## Job 1
According to the passage on decentralized applications, who verifies the legitimacy of Bitcoin transactions?
## Job 2
In the entries, from the first line through the line holding "negative clicks: (274, 348)", inclusive, replace "clicks" with "points" and leave everything else unchanged. Give only those lines, without the pictures.

## Text for analysis
- - - - -

So what about the use case for decentralized applications? This is not as easily applied for typical companies. This assumes that you want to create an application that, instead of being centrally hosted by a company, is hosted in a decentralized manner. The main value of this is that, since there is a reduction in intermediaries, users have more control of the application and it can be faster and cheaper to use the application for certain use cases. A perfect example of a decentralized application is Bitcoin.
Bitcoin represents a decentralized monetary system, whereby users have direct control of their money and can send money to one another in a peer to peer fashion. No one company owns Bitcoin or verifies the legitimacy of transactions, instead, this is done in a decentralized way by stakeholders called miners, and to a lesser extent, user nodes. Everyone is incentivized to maintain the system through transaction fees directly from the users and the creation of new tokens, which in this case is the mining of Bitcoin. This mix of incentives and decentralization make it such that, for the first time, users no longer need to rely on a third party to issue, hold or transact with funds digitally.

- - - - -

## The records
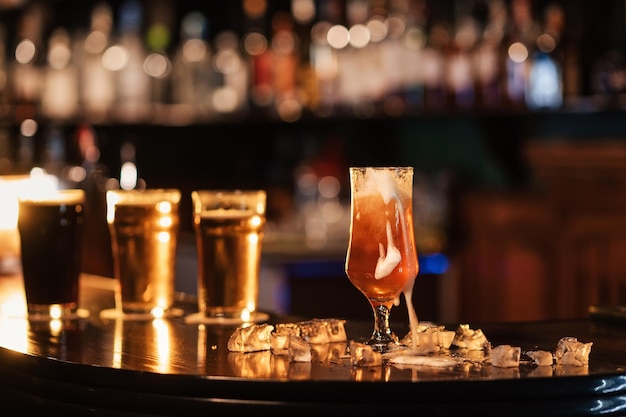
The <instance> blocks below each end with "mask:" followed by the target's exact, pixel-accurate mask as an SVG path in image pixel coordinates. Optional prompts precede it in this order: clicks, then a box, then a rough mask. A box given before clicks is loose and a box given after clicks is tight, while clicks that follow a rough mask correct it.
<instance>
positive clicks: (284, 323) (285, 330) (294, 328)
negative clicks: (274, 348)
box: [274, 323, 300, 336]
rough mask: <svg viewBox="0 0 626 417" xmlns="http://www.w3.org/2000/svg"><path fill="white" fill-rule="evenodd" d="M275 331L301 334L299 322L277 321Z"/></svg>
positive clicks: (299, 335)
mask: <svg viewBox="0 0 626 417" xmlns="http://www.w3.org/2000/svg"><path fill="white" fill-rule="evenodd" d="M274 332H275V333H278V334H286V335H290V334H295V335H296V336H300V326H298V323H277V324H276V325H275V326H274Z"/></svg>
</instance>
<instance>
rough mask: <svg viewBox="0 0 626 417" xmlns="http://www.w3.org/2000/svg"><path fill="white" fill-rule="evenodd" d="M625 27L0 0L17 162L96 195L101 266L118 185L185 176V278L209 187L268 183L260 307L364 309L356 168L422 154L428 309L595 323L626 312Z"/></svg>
mask: <svg viewBox="0 0 626 417" xmlns="http://www.w3.org/2000/svg"><path fill="white" fill-rule="evenodd" d="M625 21H626V8H625V2H624V1H623V0H607V1H601V2H597V1H596V2H590V1H583V0H573V1H548V0H445V1H434V0H432V1H431V0H387V1H385V0H280V1H272V0H269V1H264V0H238V1H228V2H217V1H196V0H192V1H179V2H176V1H173V0H155V1H142V2H140V1H131V0H115V1H114V0H111V1H108V2H100V1H95V0H94V1H80V0H56V1H28V0H0V175H16V174H25V173H28V172H30V171H31V170H32V169H33V168H42V169H44V170H45V171H46V172H48V173H50V174H53V175H55V176H57V177H58V178H59V180H60V182H61V184H62V185H64V186H78V187H84V188H85V189H86V190H87V191H88V195H89V203H88V205H87V208H86V214H87V221H86V226H87V227H86V231H87V234H88V238H87V241H88V243H87V246H86V248H85V249H86V250H85V258H84V270H85V272H87V273H93V274H98V275H103V276H109V277H111V276H112V266H111V258H110V257H111V254H110V247H109V240H108V239H109V236H108V231H107V228H106V220H105V217H104V210H105V205H104V191H105V190H106V189H107V187H116V186H125V187H150V188H161V187H174V188H179V189H181V191H182V192H183V201H182V203H181V209H180V210H181V221H182V224H181V236H180V242H179V243H180V244H179V256H178V259H177V261H178V266H177V281H178V284H177V285H178V286H179V290H181V291H185V292H194V291H195V279H196V277H195V273H196V272H195V246H194V241H193V235H192V228H191V202H190V193H191V191H192V190H194V189H199V188H264V189H266V190H267V191H268V213H267V214H268V220H269V223H268V225H267V229H266V236H265V241H264V247H263V269H262V274H261V275H262V276H261V294H260V307H261V308H262V309H271V310H274V311H278V312H285V313H293V314H303V315H309V316H343V317H346V318H364V319H366V320H369V319H370V316H371V310H370V307H369V305H368V304H367V301H366V300H365V298H364V297H362V296H361V295H360V294H358V292H357V290H356V289H355V288H353V287H352V286H351V285H350V284H349V282H348V279H347V277H346V276H345V274H344V272H343V262H344V259H345V251H346V245H347V236H348V227H349V185H348V173H347V168H348V167H349V166H356V165H411V166H414V167H415V170H416V176H415V189H414V211H415V213H414V214H415V226H416V238H417V244H418V253H419V254H420V268H421V269H420V273H419V276H418V277H417V280H416V284H415V291H414V302H415V307H416V309H417V312H418V315H419V317H420V319H422V320H432V321H448V322H452V321H473V322H479V321H486V320H490V321H494V320H502V321H509V320H511V321H512V320H535V319H550V318H570V317H582V316H586V315H587V308H588V307H589V306H590V305H594V304H623V303H626V197H625V194H626V143H625V139H626V119H625V116H626V113H625V112H624V108H625V106H626V95H625V93H626V63H625V61H624V59H625V57H624V52H625V51H626V49H625V47H626V45H625V42H626V24H625V23H626V22H625ZM129 184H130V185H129ZM185 213H188V215H185ZM0 246H1V245H0ZM0 279H1V277H0ZM394 311H396V312H395V313H394V314H393V316H396V317H402V314H401V313H398V312H397V310H394Z"/></svg>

- - - - -

## Answer area 1
Stakeholders called miners and, to a lesser extent, user nodes.

## Answer area 2
The <instance> blocks below each end with "mask:" followed by the target's exact, pixel-accurate mask as an SVG path in image pixel coordinates. Optional prompts precede it in this order: points, then a box, then a rough mask. A box given before points is loose and a box given after points is tight, while points that follow a rough mask correct it.
<instance>
positive points: (284, 323) (285, 330) (294, 328)
negative points: (274, 348)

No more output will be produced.